• **Document segment**:
------------------------------------------------
AI agent rate limiting · API spend control · Vendor API governance

AI agent rate limiting: enforcing vendor API spend limits before they're hit

When engineers search for "AI agent rate limiting," they're usually asking one of two different questions. The first: how do I handle 429s from vendor APIs when my agent calls them too fast? The second: how do I enforce my own dollar limits on what the agent can spend before the vendor's limits become relevant? These questions have different answers — and conflating them leads to rate-limit handling code that looks correct but still allows runaway agent spend. This page covers both meanings, the retry-storm failure mode that connects them, and why pre-call proxy enforcement is the right architectural response to both.

TL;DR

Reactive rate limiting (handling vendor 429s) and proactive spend enforcement (capping your own spend before the vendor fires) are complementary, not alternatives. Reactive-only handling creates retry storms when agents misinterpret budget exhaustion as a transient error. Proactive-only enforcement without handling vendor 429s causes agents to fail loudly on rate limits you didn't anticipate. A proxy enforcement layer gives you both: pre-call spend cap enforcement that fires before the vendor rate limit is reached, plus structured 429 responses that your agent can distinguish from transient errors.
------------------------------------------------
• **Task prompt**:
Answer these questions using the page on AI agent rate limiting above.
(a) What two questions are engineers usually asking when they search for "AI agent rate limiting"?
(b) According to the TL;DR, what does reactive-only handling create, and why?
(c) What two things does a proxy enforcement layer provide?

• **Exercise data**:
------------------------------------------------
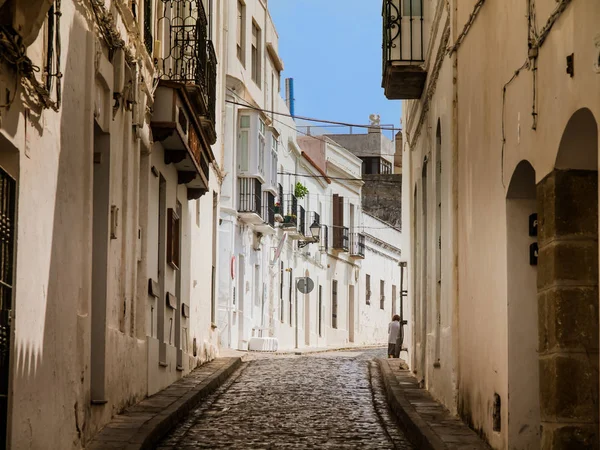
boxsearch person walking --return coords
[388,314,400,358]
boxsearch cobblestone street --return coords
[158,349,412,450]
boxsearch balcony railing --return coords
[350,233,365,258]
[238,178,262,217]
[319,225,329,252]
[382,0,427,100]
[156,0,217,123]
[262,192,275,228]
[298,206,306,236]
[333,225,350,252]
[283,194,298,227]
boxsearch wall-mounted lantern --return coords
[298,221,321,248]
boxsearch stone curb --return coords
[272,345,384,356]
[377,358,448,450]
[86,357,242,450]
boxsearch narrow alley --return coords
[158,349,413,450]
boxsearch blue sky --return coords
[269,0,400,131]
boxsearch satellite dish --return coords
[296,277,315,294]
[369,114,381,126]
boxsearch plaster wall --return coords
[404,0,600,448]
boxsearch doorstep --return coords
[377,358,490,450]
[85,357,242,450]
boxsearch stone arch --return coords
[502,160,540,449]
[554,108,598,171]
[537,108,599,448]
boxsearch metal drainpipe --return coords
[292,280,298,348]
[448,0,460,398]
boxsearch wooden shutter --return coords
[167,208,179,270]
[333,194,344,248]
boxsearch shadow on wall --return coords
[9,3,94,448]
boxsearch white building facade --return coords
[0,0,223,449]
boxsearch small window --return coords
[167,208,180,270]
[236,0,246,66]
[239,116,250,171]
[258,119,266,175]
[252,22,261,87]
[331,280,337,328]
[404,0,423,17]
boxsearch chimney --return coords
[369,114,381,134]
[394,131,402,173]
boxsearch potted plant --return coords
[294,182,308,198]
[273,202,283,222]
[283,214,296,224]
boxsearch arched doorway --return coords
[537,109,598,448]
[506,161,540,450]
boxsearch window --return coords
[236,0,246,66]
[381,159,392,175]
[271,147,277,186]
[144,0,154,52]
[167,208,180,270]
[258,119,266,175]
[404,0,423,17]
[361,156,392,175]
[239,116,250,171]
[252,22,261,86]
[331,280,337,328]
[279,261,285,323]
[333,194,348,249]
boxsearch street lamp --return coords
[298,221,321,248]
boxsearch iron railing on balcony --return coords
[382,0,425,73]
[262,192,275,228]
[320,225,329,252]
[298,206,306,236]
[156,0,217,121]
[333,226,350,252]
[283,194,298,226]
[238,178,262,217]
[350,233,365,258]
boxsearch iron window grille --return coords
[155,0,217,121]
[382,0,425,72]
[238,178,262,217]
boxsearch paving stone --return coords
[378,359,490,450]
[157,349,413,450]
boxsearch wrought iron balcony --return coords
[154,0,217,144]
[382,0,427,100]
[238,178,263,224]
[319,225,329,252]
[283,194,298,228]
[333,226,350,252]
[350,233,365,259]
[298,206,306,236]
[254,192,276,234]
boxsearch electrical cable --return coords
[225,88,396,156]
[225,98,402,131]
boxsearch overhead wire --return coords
[225,98,402,131]
[225,88,396,156]
[227,88,400,231]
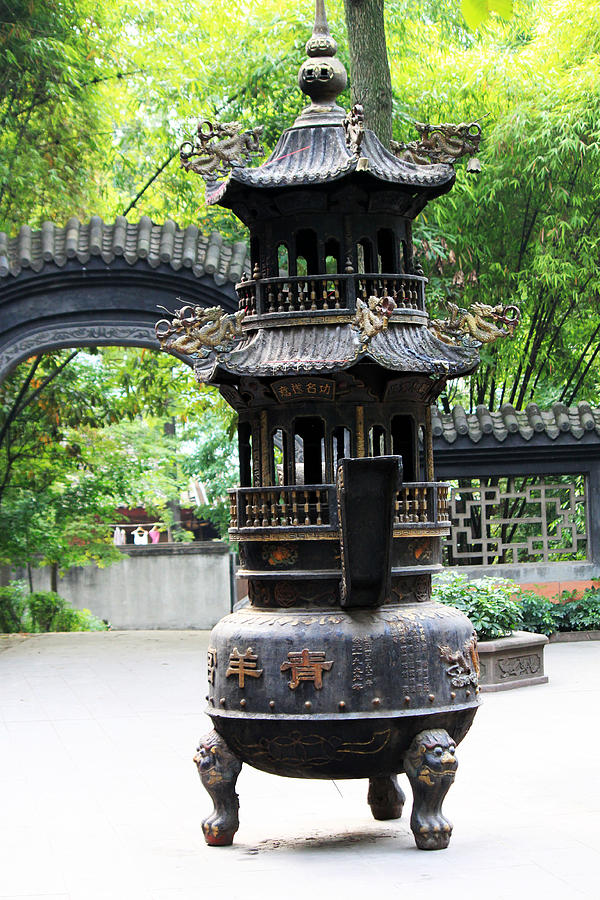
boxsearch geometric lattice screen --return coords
[445,475,587,566]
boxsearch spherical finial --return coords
[298,0,348,106]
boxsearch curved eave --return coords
[206,125,456,207]
[194,324,479,383]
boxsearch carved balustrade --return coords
[230,482,449,531]
[236,274,427,316]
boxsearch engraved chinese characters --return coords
[220,647,333,691]
[225,647,263,687]
[281,648,333,691]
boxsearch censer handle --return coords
[337,456,402,607]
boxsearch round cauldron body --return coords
[208,600,479,778]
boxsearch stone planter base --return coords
[477,631,548,692]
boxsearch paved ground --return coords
[0,632,600,900]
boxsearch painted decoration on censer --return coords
[156,0,518,850]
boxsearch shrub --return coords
[51,606,110,631]
[27,591,67,632]
[0,581,110,634]
[0,581,27,634]
[554,588,600,631]
[515,585,557,635]
[433,572,523,641]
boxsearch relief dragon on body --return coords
[179,119,265,180]
[155,306,246,357]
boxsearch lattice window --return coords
[445,475,587,566]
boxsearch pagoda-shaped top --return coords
[157,0,509,395]
[190,0,455,214]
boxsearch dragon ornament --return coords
[179,119,265,181]
[429,301,521,347]
[154,306,246,357]
[352,296,396,345]
[391,122,481,172]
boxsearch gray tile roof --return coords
[206,123,456,204]
[432,401,600,444]
[0,216,250,286]
[195,321,479,381]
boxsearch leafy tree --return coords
[0,350,211,582]
[0,0,124,236]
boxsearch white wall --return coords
[33,541,232,629]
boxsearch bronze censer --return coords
[157,0,512,850]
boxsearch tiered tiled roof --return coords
[432,401,600,444]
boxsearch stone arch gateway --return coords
[0,216,250,381]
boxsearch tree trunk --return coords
[344,0,392,147]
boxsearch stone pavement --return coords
[0,631,600,900]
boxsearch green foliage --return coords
[0,581,28,634]
[0,0,600,408]
[553,588,600,631]
[460,0,513,28]
[0,350,202,571]
[433,572,522,641]
[392,0,600,409]
[0,581,110,634]
[433,572,600,640]
[515,585,557,635]
[183,392,239,540]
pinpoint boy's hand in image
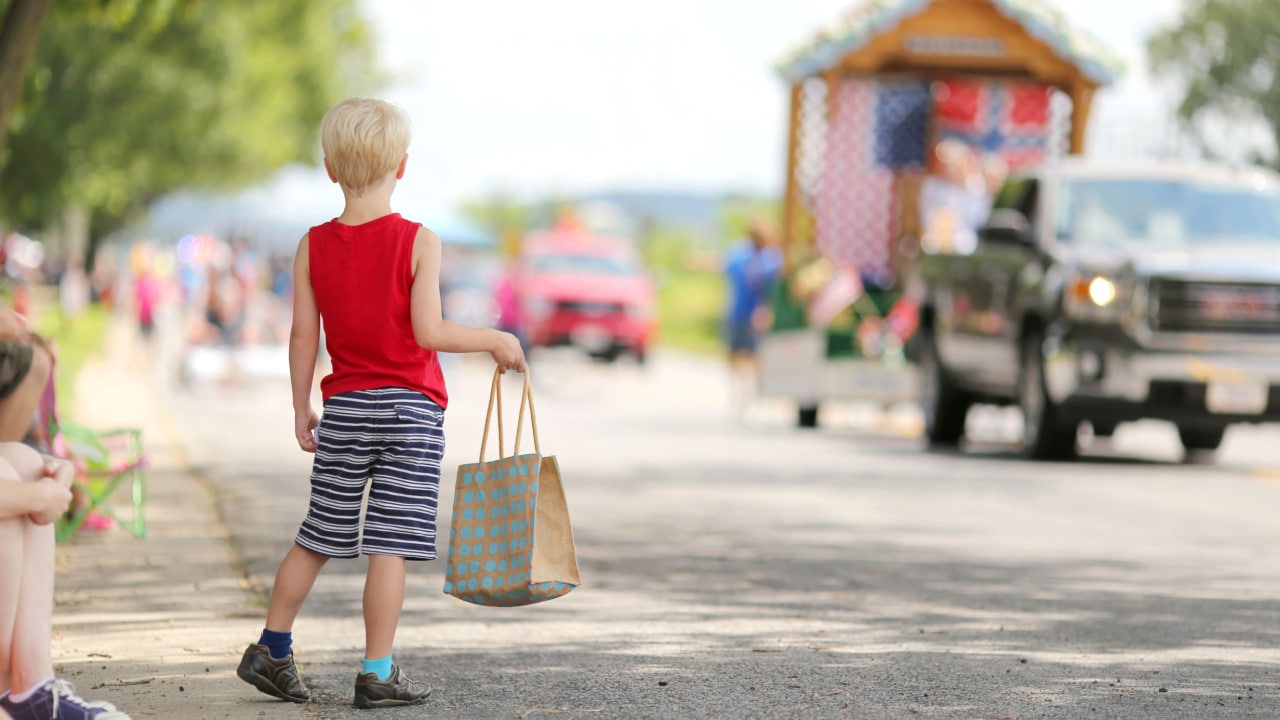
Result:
[489,331,525,373]
[293,407,320,452]
[29,478,72,525]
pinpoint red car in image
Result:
[512,228,655,363]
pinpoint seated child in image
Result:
[0,442,129,720]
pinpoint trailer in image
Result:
[759,0,1120,427]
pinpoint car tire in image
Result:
[1178,425,1226,457]
[1018,332,1080,460]
[916,331,973,446]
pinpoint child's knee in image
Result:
[0,442,45,480]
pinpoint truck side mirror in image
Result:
[979,209,1033,245]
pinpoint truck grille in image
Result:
[1148,279,1280,334]
[556,300,622,315]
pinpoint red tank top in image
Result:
[307,213,449,407]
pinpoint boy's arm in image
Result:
[289,234,320,452]
[410,228,525,373]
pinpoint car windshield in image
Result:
[529,255,635,275]
[1056,178,1280,245]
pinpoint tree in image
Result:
[0,0,52,159]
[0,0,376,254]
[1147,0,1280,164]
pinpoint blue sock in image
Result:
[257,628,293,660]
[361,655,392,682]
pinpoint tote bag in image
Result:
[444,372,581,607]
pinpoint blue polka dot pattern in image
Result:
[444,455,576,606]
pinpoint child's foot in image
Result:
[236,643,311,702]
[0,680,129,720]
[356,665,431,710]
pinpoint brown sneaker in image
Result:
[236,643,311,702]
[356,665,431,710]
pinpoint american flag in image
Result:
[933,79,1050,168]
[815,78,932,272]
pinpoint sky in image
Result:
[257,0,1180,218]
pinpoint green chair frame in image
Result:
[55,425,147,541]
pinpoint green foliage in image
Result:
[33,301,111,421]
[0,0,375,234]
[658,269,727,354]
[1147,0,1280,163]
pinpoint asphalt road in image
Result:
[55,330,1280,720]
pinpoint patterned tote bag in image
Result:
[444,372,581,607]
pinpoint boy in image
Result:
[0,442,129,720]
[237,99,525,708]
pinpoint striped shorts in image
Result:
[296,387,444,560]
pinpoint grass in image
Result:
[33,298,111,421]
[658,269,726,355]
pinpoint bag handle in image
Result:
[480,368,543,462]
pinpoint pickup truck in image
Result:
[913,159,1280,459]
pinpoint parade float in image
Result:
[759,0,1119,427]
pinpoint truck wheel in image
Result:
[1018,333,1079,460]
[916,332,970,446]
[1178,427,1226,456]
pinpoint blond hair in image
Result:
[320,97,410,197]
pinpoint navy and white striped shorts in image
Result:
[296,387,444,560]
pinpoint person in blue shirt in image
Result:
[724,219,782,409]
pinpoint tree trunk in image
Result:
[0,0,52,165]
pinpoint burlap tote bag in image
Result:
[444,372,581,607]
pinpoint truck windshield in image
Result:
[1056,178,1280,245]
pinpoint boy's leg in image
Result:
[236,544,329,702]
[266,544,329,633]
[364,555,404,660]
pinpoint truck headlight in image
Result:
[1065,273,1128,320]
[1089,275,1116,307]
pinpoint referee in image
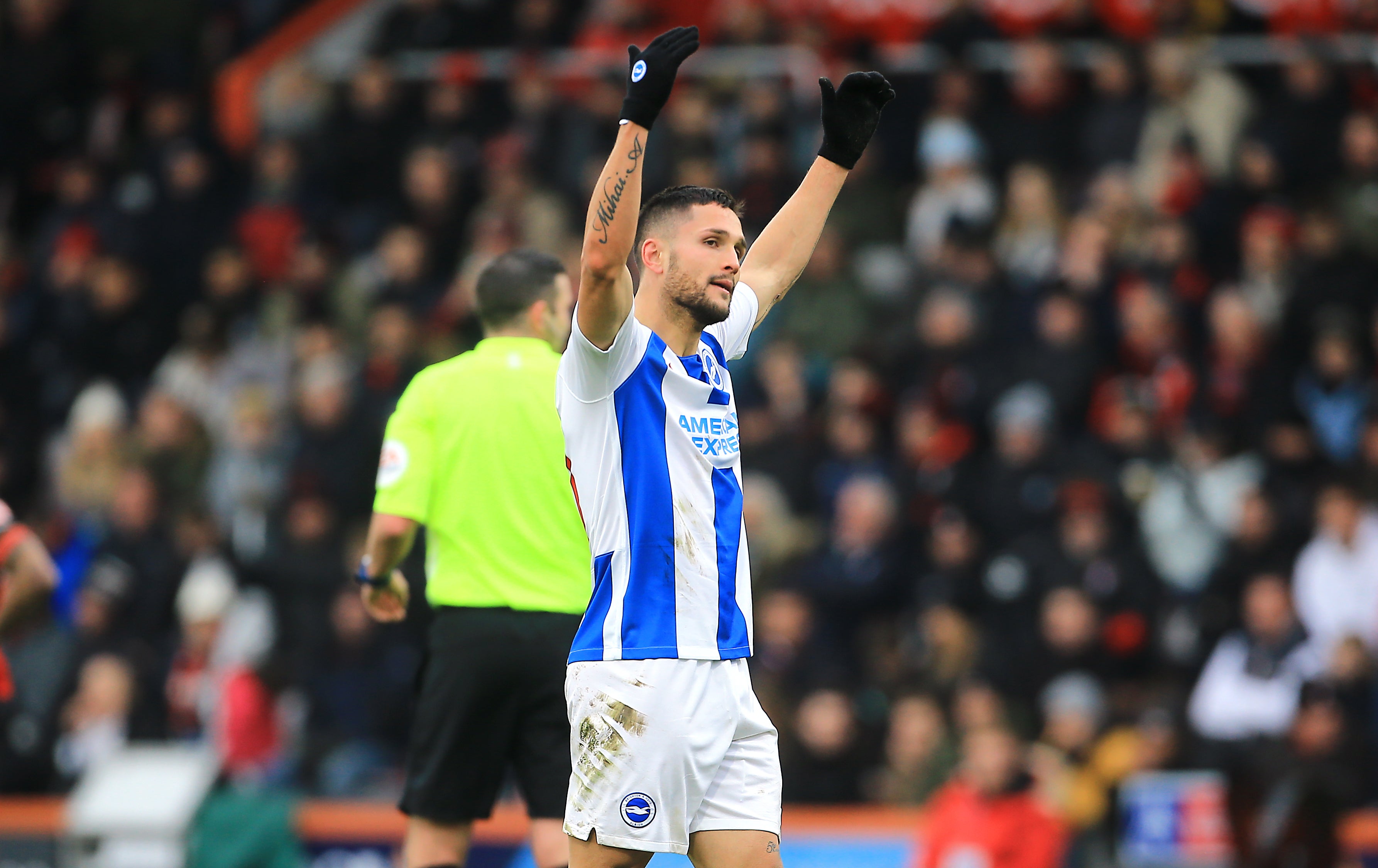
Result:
[357,251,590,868]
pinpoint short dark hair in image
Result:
[475,249,565,328]
[637,183,746,249]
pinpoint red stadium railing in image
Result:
[8,796,1378,858]
[215,0,368,153]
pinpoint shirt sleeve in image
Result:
[560,307,651,401]
[703,284,761,361]
[374,375,435,524]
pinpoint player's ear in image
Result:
[641,238,666,274]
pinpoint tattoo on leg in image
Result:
[593,135,642,244]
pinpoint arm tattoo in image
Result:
[593,135,642,244]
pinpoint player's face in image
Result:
[664,205,747,325]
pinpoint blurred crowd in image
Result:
[0,0,1378,868]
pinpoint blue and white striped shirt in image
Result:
[555,284,758,663]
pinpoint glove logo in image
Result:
[622,792,656,829]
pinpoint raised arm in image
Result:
[577,27,698,350]
[741,72,894,324]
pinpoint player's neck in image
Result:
[635,285,703,355]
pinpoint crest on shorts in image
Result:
[622,792,656,829]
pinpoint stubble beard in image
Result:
[664,253,732,328]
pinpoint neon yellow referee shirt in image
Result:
[374,338,591,613]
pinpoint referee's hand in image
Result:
[358,569,412,623]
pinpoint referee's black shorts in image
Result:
[400,606,580,824]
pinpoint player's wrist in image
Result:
[818,138,861,172]
[354,555,393,590]
[617,94,664,131]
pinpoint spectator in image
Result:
[1293,482,1378,661]
[781,690,864,803]
[1295,313,1371,464]
[1140,432,1262,594]
[959,382,1064,540]
[905,117,995,262]
[915,728,1065,868]
[1231,685,1373,868]
[1188,573,1324,741]
[869,693,958,805]
[56,654,134,780]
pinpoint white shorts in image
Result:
[565,660,780,853]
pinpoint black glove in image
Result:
[818,73,894,169]
[622,27,698,130]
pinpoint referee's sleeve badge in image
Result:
[377,439,411,488]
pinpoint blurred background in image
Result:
[0,0,1378,868]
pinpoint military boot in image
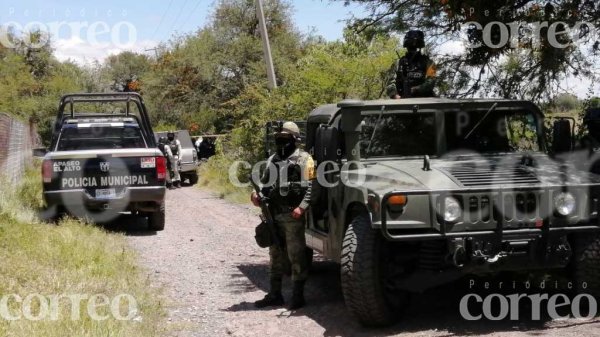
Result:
------------------------------------------------
• **Worked solution**:
(a) How to handle 429s from vendor APIs when the agent calls them too fast, and how to enforce their own dollar limits on what the agent can spend before the vendor's limits become relevant.
(b) It creates retry storms, because agents misinterpret budget exhaustion as a transient error.
(c) Pre-call spend cap enforcement that fires before the vendor rate limit is reached, and structured 429 responses that the agent can distinguish from transient errors.